##### LESETEXT
Der Großausfall im Stadtbahnnetz, der Tausende Fahrgäste den ganzen Dienstag über ärgerte, dürfte wohl durch leichte Schäden an der Oberleitung ausgelöst worden sein. Sechs gelbe Züge mussten aus dem Verkehr gezogen werden. Lag das alles an der großen Hitze?

Lokales: Wolf-Dieter Obst (wdo)

Stuttgart - Wenn die Funken fliegen und der Stromabnehmer kratzt, herrscht Alarm bei der Stadtbahn. Derzeit achten die Stadtbahnfahrer jedenfalls nicht nur auf die Fahrstrecke und das Fahrgastaufkommen – sondern auch auf die Kollegen auf dem Gegengleis: Funkt es verdächtig droben am Stromabnehmer? Am Dienstag hatte nach einem Fahrleitungsschaden im Tunnel zwischen Hauptbahnhof und Stadtbibliothek den ganzen Tag über Chaos im Stadtbahnnetz geherrscht.

 

Ein Tag danach ist der Ärger vieler Fahrgäste noch nicht verraucht, die Ursachenforschung aber auch noch nicht abgeschlossen. Denn am Dienstagabend war es erneut auf den fünf Linien U 5, U 6, U 7,  U 12 und U 15 zu einem Verkehrsinfarkt gekommen. Zwischen den Haltestellen Pragsattel und Charlottenplatz ging nichts mehr – weil die Oberleitung erneut überprüft werden musste. „An fünf weiteren Bahnen hatte es Schäden an den Stromabnehmern gegeben“, sagt Birte Schaper, Sprecherin der Stuttgarter Straßenbahnen (SSB).
##########
##### ERFASSTE DATEN
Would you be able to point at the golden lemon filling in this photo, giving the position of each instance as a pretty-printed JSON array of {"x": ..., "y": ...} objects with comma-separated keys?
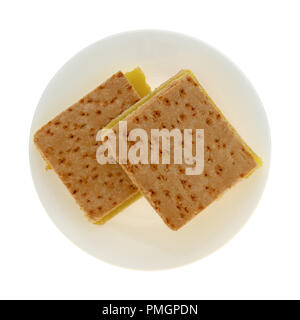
##########
**AUFGABEN:**
1. Prüfe, ob die folgenden Aussagen mit dem Artikel über den Stadtbahnausfall übereinstimmen, und belege jede Antwort mit einem wörtlichen Zitat: (a) Sechs Züge mussten aus dem Verkehr gezogen werden. (b) Der Fahrleitungsschaden lag im Tunnel zwischen Hauptbahnhof und Charlottenplatz. (c) Die Ursachenforschung ist inzwischen abgeschlossen.
2. Welche Funktion hat Birte Schaper laut dem Artikel über den Stadtbahnausfall?
3. Schreibe den Artikel über den Stadtbahnausfall nach seinem letzten Satz weiter.

**ERGEBNISSE:**
1.
(a) Ja: „Sechs gelbe Züge mussten aus dem Verkehr gezogen werden.“
(b) Nein: „im Tunnel zwischen Hauptbahnhof und Stadtbibliothek“
(c) Nein: „die Ursachenforschung aber auch noch nicht abgeschlossen“

2. Sie ist Sprecherin der Stuttgarter Straßenbahnen (SSB).

3.
Stadtbahnfahrer achten auf ihre Kollegen

Waren die Schäden eine Folge der Havarie am Mittag? Eine Stadtbahn der Linie U 6 nach Gerlingen war gegen 11.50 Uhr im Tunnel zwischen Hauptbahnhof und Stadtbibliothek stecken geblieben, nachdem sich der Fahrdraht und der Stromabnehmer des Zuges mit einem Knalleffekt vom Betrieb verabschiedet hatten. Nach dem Zwischenfall musste die Feuerwehr mehr als 100 Fahrgäste wieder ans Tageslicht holen. Erst um 15.36 Uhr war die Strecke geräumt, die Oberleitung repariert und die Strecke wieder frei. Bis dann wieder die Funken sprühten. Wie die Schäden an fünf weiteren Zügen festgestellt wurden, konnte Sprecherin Schaper nicht beantworten.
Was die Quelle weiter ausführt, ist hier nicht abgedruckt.